* Stated problem *
Identify every line in the records below that contains the word "yellow", and copy each such line in full.

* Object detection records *
------------------------------

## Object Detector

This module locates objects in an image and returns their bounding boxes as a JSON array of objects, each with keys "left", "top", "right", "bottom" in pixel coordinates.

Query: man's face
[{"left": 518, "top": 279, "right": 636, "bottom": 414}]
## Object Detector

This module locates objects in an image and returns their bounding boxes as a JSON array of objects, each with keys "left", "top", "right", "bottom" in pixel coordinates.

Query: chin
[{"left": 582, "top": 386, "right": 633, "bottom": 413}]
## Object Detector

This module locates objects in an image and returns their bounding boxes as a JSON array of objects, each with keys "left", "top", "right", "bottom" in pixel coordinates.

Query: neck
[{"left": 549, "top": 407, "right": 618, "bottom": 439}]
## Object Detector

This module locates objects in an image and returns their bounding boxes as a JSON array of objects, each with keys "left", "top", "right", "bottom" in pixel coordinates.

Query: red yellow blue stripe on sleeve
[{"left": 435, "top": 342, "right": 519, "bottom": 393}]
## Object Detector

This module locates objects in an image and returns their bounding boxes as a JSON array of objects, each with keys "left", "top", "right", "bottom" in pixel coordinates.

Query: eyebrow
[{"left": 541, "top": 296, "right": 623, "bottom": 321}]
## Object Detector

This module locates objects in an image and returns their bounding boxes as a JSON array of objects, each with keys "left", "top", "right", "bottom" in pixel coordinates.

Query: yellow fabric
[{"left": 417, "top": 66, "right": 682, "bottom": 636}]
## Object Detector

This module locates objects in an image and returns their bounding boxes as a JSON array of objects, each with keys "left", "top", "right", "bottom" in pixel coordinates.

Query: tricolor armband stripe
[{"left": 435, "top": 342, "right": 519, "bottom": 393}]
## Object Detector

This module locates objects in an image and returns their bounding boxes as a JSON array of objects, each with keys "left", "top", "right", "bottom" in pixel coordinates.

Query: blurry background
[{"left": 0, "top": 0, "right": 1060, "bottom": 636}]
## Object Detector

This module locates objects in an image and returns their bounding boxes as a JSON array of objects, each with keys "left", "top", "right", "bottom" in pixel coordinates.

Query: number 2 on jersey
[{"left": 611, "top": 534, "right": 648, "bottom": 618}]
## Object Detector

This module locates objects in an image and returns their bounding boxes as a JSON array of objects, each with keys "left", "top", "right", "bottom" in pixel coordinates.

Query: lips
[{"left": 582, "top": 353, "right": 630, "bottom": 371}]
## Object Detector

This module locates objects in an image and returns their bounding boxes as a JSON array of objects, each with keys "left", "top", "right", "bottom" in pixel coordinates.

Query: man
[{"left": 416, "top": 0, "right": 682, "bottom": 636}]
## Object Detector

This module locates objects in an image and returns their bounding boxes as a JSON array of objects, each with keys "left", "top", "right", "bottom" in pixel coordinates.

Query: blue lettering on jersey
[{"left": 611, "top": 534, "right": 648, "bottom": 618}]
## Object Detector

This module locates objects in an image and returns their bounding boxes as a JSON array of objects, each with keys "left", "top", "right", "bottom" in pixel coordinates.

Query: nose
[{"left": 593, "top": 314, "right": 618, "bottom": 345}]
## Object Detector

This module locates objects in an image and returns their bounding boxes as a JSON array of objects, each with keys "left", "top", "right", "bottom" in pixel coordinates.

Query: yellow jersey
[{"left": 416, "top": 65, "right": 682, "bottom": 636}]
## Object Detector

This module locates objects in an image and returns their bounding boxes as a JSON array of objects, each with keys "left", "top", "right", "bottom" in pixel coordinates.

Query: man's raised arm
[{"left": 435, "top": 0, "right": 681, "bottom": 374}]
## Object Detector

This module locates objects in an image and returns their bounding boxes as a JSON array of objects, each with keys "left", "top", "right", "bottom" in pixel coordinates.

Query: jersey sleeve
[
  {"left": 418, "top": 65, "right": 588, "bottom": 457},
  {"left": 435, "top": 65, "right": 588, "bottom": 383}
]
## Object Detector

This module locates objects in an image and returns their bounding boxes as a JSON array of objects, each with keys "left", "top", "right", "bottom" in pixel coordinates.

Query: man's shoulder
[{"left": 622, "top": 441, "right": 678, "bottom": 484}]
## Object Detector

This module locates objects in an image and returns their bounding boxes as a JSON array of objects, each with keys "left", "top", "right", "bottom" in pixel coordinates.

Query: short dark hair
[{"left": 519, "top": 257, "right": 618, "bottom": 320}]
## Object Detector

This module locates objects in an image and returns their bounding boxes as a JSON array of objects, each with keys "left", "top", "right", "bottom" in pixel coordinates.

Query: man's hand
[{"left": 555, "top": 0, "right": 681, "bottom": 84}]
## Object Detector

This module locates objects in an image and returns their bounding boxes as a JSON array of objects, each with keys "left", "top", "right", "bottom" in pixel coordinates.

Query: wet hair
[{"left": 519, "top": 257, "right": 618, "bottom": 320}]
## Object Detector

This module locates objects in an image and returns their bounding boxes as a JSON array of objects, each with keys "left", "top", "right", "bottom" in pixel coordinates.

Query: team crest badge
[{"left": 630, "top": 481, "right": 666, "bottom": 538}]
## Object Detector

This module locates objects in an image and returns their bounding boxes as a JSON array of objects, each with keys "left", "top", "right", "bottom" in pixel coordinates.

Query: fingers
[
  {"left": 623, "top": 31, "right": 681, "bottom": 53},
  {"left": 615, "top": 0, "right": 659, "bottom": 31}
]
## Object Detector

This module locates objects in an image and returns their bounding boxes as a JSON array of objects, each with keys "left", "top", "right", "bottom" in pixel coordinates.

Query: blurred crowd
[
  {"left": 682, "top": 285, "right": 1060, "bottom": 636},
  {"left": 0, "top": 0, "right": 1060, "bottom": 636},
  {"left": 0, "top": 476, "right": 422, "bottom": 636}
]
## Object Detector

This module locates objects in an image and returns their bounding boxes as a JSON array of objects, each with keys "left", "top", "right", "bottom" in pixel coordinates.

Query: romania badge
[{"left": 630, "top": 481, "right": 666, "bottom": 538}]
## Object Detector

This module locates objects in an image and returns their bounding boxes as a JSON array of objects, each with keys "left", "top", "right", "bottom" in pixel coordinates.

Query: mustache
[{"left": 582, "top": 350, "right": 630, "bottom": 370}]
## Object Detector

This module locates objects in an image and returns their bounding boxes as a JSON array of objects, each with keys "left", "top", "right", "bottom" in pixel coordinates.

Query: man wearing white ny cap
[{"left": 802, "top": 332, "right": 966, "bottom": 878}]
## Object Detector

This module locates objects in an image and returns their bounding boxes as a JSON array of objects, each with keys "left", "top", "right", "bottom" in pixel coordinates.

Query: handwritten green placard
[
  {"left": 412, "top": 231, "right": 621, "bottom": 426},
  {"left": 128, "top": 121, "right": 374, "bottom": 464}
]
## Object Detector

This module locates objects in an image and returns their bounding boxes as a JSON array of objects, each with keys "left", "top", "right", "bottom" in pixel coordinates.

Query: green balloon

------------------------------

* Solution *
Query: red yellow blue stripe on sleeve
Query: yellow fabric
Query: yellow jersey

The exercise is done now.